=== SOURCE EXTRACT ===
A delegation of Nishat Group met Adviser to the Prime Minister on Finance and Revenue Dr. Abdul Hafeez Shaikh to apprise him of the damages done by COVID-19 to the economy and large scale manufacturers (LSM).
According to a press statement issued by the Finance Ministry, Advisor to Prime Minister on Commerce Razak Dawood, Minister Industries Hammad Azhar, Dr. Ishrat Hussain, Finance Secretary and Chairperson Federal Board of Revenue (FBR) were also present in the meeting.
The delegation discussed that COVID-19 induced demand compression, while the size of balance sheets of large manufacturers is not maintainable, adding that the major contributory factor is massive labor cost especially in labor-intensive industries like the garments sector.
Any arrangements of avoiding permanent laying off or furloughs are putting excessive strain on the liquidity position of businesses, which are anticipating slow economic recovery, hence hedging against potential solvency issues.
The head of the delegation stressed on an enhanced role by the government to ease the liquidity position of large businesses, highlighting the need for crafting schemes for cost-sharing between public and private sectors.
The finance adviser empathized with the participants and updated them about the current status of implementation of the prime minister stimulus package worth Rs. 1,240 billion.

=== DATASET ENTRIES ===
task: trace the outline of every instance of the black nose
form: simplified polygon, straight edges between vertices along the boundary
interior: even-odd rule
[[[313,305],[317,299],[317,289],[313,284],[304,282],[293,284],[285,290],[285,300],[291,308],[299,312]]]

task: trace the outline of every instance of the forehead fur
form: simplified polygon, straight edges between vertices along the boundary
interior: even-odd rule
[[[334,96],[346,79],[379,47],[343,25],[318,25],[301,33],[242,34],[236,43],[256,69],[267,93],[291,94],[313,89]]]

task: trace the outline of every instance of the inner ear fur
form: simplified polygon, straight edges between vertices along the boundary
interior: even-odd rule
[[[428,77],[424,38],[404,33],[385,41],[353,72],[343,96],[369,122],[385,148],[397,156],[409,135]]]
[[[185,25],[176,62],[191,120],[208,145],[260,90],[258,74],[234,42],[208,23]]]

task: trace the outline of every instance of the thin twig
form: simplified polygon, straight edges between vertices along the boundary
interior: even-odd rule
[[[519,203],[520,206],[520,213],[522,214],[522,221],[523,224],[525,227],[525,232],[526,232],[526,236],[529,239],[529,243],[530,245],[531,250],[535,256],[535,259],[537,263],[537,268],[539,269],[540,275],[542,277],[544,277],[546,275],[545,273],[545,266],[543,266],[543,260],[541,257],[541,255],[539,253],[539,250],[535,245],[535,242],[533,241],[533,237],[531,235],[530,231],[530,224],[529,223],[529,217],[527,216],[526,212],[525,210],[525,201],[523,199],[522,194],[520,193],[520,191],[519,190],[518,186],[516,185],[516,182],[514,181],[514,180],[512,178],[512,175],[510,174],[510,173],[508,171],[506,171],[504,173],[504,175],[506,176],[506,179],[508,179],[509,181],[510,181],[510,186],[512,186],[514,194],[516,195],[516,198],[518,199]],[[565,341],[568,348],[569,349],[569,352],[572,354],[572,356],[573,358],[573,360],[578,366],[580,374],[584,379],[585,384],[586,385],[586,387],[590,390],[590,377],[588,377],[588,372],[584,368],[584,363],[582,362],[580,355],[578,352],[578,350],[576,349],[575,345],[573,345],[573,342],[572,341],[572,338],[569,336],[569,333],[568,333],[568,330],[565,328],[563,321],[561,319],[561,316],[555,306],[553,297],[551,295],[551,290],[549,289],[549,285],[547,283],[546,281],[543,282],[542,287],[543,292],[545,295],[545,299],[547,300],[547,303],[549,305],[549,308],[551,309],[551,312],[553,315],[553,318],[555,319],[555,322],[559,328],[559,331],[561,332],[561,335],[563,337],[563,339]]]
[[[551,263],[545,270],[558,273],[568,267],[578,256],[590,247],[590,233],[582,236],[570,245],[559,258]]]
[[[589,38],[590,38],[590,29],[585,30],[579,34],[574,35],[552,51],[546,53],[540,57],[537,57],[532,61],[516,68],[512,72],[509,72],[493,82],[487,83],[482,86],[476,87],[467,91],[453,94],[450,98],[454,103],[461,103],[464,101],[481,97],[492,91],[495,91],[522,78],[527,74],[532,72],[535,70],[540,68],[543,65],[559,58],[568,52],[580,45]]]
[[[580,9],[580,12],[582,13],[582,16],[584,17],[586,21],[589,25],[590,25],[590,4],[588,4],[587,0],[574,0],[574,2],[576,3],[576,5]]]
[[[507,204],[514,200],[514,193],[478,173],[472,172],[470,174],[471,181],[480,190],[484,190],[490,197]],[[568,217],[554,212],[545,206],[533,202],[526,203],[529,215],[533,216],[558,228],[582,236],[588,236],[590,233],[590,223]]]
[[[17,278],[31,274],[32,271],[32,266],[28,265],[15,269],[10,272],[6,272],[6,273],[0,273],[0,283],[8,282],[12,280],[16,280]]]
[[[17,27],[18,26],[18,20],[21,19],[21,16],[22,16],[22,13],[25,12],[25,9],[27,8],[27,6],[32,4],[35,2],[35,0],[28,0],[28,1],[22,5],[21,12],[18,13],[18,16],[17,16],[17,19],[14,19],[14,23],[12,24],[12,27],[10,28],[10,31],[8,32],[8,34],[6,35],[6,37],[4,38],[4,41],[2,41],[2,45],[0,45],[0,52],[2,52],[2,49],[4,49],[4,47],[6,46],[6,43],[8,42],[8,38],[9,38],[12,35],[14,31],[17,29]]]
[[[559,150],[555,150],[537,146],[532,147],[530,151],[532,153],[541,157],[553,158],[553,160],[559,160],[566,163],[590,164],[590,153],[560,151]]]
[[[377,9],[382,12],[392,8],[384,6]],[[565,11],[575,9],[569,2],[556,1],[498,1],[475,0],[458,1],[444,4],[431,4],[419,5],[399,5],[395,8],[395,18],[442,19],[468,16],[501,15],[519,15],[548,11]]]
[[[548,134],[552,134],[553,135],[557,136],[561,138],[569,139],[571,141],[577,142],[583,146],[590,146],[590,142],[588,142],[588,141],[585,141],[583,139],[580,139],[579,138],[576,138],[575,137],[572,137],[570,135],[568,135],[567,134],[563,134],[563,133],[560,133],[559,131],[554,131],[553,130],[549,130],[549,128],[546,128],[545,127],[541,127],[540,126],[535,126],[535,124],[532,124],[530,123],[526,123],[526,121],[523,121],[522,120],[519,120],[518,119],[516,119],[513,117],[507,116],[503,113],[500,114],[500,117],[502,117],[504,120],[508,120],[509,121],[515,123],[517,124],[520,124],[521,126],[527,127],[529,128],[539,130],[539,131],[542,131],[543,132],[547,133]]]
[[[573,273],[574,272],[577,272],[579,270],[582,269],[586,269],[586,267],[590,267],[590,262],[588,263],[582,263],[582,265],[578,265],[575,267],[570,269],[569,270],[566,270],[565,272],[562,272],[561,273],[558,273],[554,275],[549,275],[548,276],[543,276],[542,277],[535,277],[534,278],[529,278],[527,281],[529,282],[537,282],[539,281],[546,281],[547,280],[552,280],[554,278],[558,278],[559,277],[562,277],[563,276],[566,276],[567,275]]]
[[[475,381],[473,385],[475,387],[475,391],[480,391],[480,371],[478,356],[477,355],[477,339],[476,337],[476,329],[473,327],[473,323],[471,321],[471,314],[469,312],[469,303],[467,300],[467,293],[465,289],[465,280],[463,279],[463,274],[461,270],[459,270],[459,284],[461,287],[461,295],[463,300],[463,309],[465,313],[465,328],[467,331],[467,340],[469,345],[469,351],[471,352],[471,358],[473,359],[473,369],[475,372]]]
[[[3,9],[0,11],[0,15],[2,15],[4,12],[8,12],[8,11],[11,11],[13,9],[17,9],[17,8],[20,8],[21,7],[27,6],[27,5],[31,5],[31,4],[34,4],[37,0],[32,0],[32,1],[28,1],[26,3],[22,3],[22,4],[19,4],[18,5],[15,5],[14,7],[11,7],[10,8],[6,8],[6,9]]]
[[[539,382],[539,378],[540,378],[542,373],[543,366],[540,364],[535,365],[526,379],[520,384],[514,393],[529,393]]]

=== EXERCISE GOAL ===
Please answer these questions from the meeting report, one per line:
1. Whom did the Nishat Group delegation meet?
2. Which sector does the report give as an example of a labor-intensive industry?
3. How much is the prime minister stimulus package worth?

=== SOLUTION FOR THIS TASK ===
1. Dr. Abdul Hafeez Shaikh, Adviser to the Prime Minister on Finance and Revenue
2. The garments sector
3. Rs. 1,240 billion